**Dokumen Sumber:**

* * * * * * * * *

Menurut Penelitian, Orang yang Hobi Traveling Lebih Bahagia
Pernah mendengar pepatah, 'Traveling adalah saat kita banyak menghabiskan uang namun justru membuat kita semakin kaya?'
Materi menimbulkan kebahagiaan?
Kebanyakan orang -atau mungkin semua- hidup untuk mengejar kebahagiaan. Dan tak perlu menyangkal, uang adalah salah satu kunci penting mendapatkan itu. Dengan uang kita bisa memenuhi berbagai kebutuhan dasar seperti hidup sehat, makan tercukupi, membagi kebahagiaan dengan orang lain, dan berbagai hal lain. Pertanyaannya adalah, harus bagaimana mengelola keuangan kita agar mendapat kebahagiaan, karena hampir seluruh manusia di dunia ini memiliki uang yang terbatas.
Ada suatu asumsi logis dalam masyarakat kita, bahwa kita akan menghabiskan lebih banyak uang untuk benda-benda fisik dibanding menghabiskannya untuk hal-hal yang tak nyata -seperti pengalaman-pengalaman jalan-jalan, menonton konser musik kesukaan, dan banyak hal lain yang 'tak berwujud'. Benda fisik menimbulkan kebahagiaan yang lebih lama, itulah asumsi yang sekarang logis diterima masyarakat.

* * * * * * * * *

**Daftar yang Disediakan:**
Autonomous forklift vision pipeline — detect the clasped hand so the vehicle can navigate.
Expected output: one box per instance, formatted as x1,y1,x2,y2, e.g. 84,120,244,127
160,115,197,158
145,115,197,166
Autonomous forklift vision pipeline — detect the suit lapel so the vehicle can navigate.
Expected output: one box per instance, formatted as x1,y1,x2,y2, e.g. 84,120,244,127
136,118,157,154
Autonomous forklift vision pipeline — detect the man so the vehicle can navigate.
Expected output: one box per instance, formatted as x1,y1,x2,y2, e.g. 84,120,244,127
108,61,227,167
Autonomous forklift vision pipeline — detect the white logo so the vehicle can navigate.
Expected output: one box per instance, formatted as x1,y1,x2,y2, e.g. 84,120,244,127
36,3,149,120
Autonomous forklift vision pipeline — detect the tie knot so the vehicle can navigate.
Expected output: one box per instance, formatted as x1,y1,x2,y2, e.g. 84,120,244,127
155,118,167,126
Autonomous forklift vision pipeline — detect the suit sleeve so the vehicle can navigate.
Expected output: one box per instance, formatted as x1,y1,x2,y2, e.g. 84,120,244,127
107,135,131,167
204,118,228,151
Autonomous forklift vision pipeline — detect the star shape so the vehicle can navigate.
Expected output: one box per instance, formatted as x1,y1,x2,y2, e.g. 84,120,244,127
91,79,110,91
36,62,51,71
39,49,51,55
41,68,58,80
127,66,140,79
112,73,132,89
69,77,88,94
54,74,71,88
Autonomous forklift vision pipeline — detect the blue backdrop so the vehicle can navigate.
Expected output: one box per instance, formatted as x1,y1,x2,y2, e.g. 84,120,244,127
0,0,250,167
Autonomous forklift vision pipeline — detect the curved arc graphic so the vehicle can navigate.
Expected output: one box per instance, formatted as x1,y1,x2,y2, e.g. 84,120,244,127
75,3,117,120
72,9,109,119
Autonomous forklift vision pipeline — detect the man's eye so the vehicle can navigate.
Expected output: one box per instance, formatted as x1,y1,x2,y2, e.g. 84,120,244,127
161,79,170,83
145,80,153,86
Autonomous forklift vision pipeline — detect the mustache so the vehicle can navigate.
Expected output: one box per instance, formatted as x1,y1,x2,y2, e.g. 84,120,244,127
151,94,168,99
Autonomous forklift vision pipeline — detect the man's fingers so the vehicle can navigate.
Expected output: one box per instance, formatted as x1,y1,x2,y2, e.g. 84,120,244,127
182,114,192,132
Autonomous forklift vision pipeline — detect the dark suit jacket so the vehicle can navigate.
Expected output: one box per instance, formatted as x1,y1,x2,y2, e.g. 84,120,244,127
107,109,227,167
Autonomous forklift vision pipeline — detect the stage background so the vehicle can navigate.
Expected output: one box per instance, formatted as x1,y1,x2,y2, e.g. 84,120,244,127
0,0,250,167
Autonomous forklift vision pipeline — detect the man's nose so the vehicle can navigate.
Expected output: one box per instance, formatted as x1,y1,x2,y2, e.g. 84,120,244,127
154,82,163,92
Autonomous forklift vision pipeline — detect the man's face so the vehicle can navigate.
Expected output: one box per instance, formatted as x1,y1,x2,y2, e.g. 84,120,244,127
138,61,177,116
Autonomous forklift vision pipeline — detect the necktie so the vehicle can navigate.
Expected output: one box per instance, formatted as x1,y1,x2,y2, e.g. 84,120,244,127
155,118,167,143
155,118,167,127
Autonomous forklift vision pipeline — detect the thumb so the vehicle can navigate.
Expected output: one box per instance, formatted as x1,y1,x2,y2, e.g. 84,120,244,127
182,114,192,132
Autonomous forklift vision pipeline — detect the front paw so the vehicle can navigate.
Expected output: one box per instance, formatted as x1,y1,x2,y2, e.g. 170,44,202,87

* * * * * * * * *

**Tujuan yang Ditetapkan A:** Sebutkan semua kebutuhan dasar yang menurut artikel tentang traveling dan kebahagiaan dapat dipenuhi dengan uang.
**Tujuan yang Ditetapkan B:** Menurut asumsi masyarakat yang disebut dalam artikel tentang traveling dan kebahagiaan, apa yang menimbulkan kebahagiaan lebih lama?
**Tujuan yang Ditetapkan C:** Tuliskan lanjutan artikel tentang traveling dan kebahagiaan, dimulai setelah kalimat terakhirnya.
Daftar tersebut berasal dari sumber yang berbeda dengan artikel.

**Jawaban Tertulis A:** Hidup sehat, makan tercukupi, dan membagi kebahagiaan dengan orang lain.

**Jawaban Tertulis B:** Benda fisik.

**Jawaban Tertulis C:**
Benarkah?
Berdasar penelitian terbaru, asumsi tersebut ternyata benar-benar salah!
Menurut Thomas Gilovich, seorang profesor psikologi di Cornell University yang telah mempelajari masalah uang dan kebahagiaan selama lebih dari dua dekade, musuh terbesar dari kebahagiaan adalah adaptasi. Kita membeli berbagai benda-benda kesukaan yang menarik (pada awalnya) demi mendapat kebahagiaan. Itu berhasil, namun tak bertahan lama. Lama kelamaan kita akan beradaptasi dengan benda tersebut. Jadi, dibanding menghabiskan uang untuk selalu meng-upgrade gadget, mobil, dan benda-benda fisik lain yang selalu nampak menggoda, Thomas Gilovich menyarankan akan lebih baik menghabiskannya untuk hal-hal seperti menonton konser musik penyanyi favorit, belajar keterampilan baru atau traveling. Pengalaman-pengalaman yang membekas di hati dan diri kita akan menimbulkan kebahagiaan yang bisa bertahan lebih lama.
Menikmati perjalanan adalah kunci
Uang memang bisa membeli kebahagiaan, tapi hanya sampai titik tertentu. Bagaimanapun adaptasi diri kita pada objek kebahagiaan akan mempengaruhi lama tidaknya kebahagiaan itu bertahan.
Thomas Gilovich melakukan penelitian pada orang yang hobi berbelanja barang-barang baru dan orang yang hobi traveling. Pada awalnya, tingkat kebahagiaan mereka dengan pembelian tersebut menduduki peringkat hampir sama. Namun seiring waktu, kepuasan dengan barang- barang yang telah dibeli turun, sedangkan kepuasan pada pengalaman-pengalaman yang didapat dari traveling tetap bertahan dan cenderung naik.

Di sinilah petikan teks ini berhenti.